>> start
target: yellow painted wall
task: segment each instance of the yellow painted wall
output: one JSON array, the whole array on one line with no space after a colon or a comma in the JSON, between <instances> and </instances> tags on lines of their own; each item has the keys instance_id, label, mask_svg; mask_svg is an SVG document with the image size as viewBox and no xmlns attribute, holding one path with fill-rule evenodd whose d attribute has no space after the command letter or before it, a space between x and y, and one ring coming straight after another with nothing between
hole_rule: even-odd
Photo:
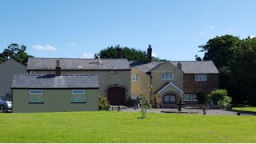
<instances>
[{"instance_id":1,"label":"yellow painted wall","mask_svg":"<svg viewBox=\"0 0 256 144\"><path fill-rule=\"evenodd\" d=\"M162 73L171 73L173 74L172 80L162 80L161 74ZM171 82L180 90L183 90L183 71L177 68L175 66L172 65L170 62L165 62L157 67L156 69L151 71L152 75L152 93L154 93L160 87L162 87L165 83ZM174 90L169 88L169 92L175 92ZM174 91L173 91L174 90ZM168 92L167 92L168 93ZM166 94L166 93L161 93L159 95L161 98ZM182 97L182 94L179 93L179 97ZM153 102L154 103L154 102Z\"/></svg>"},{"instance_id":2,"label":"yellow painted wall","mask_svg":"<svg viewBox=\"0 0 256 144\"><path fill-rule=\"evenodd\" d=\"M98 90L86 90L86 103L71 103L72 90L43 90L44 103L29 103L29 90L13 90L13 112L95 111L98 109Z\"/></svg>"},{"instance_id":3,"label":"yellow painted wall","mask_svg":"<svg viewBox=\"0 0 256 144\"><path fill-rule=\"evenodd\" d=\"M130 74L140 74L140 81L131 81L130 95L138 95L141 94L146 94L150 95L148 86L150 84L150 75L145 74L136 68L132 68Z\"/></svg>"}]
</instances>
>> end
Retype these lines word for word, leaving out the picture.

▶ WRITTEN ANSWER:
target: yellow painted wall
task: segment each instance of the yellow painted wall
output: one JSON array, the whole array on one line with no space after a colon or a comma in the JSON, between <instances> and </instances> tags on lines of their own; each item has the keys instance_id, label, mask_svg; mask_svg is an SVG document with the image size as viewBox and no xmlns attribute, holding one path with fill-rule evenodd whose d attribute has no space after the command letter or before it, a space between x and y, and one ring coming straight after another with nothing between
hole_rule: even-odd
Photo:
<instances>
[{"instance_id":1,"label":"yellow painted wall","mask_svg":"<svg viewBox=\"0 0 256 144\"><path fill-rule=\"evenodd\" d=\"M162 73L171 73L173 74L172 80L162 80L161 74ZM171 82L180 90L183 90L183 71L177 68L175 66L172 65L170 62L165 62L157 67L156 69L151 71L152 75L152 93L154 93L160 87L162 87L165 83ZM174 90L169 88L169 92L175 92ZM174 91L173 91L174 90ZM168 92L167 92L168 93ZM166 94L166 93L161 93L159 95L161 98ZM182 97L182 94L179 93L179 97ZM153 102L154 103L154 102Z\"/></svg>"},{"instance_id":2,"label":"yellow painted wall","mask_svg":"<svg viewBox=\"0 0 256 144\"><path fill-rule=\"evenodd\" d=\"M98 90L86 90L86 103L71 103L72 90L43 90L44 103L29 103L29 90L13 90L13 112L95 111L98 109Z\"/></svg>"},{"instance_id":3,"label":"yellow painted wall","mask_svg":"<svg viewBox=\"0 0 256 144\"><path fill-rule=\"evenodd\" d=\"M130 74L140 74L140 81L131 81L130 95L138 95L141 94L146 94L150 95L148 86L150 84L150 75L145 74L136 68L132 68Z\"/></svg>"}]
</instances>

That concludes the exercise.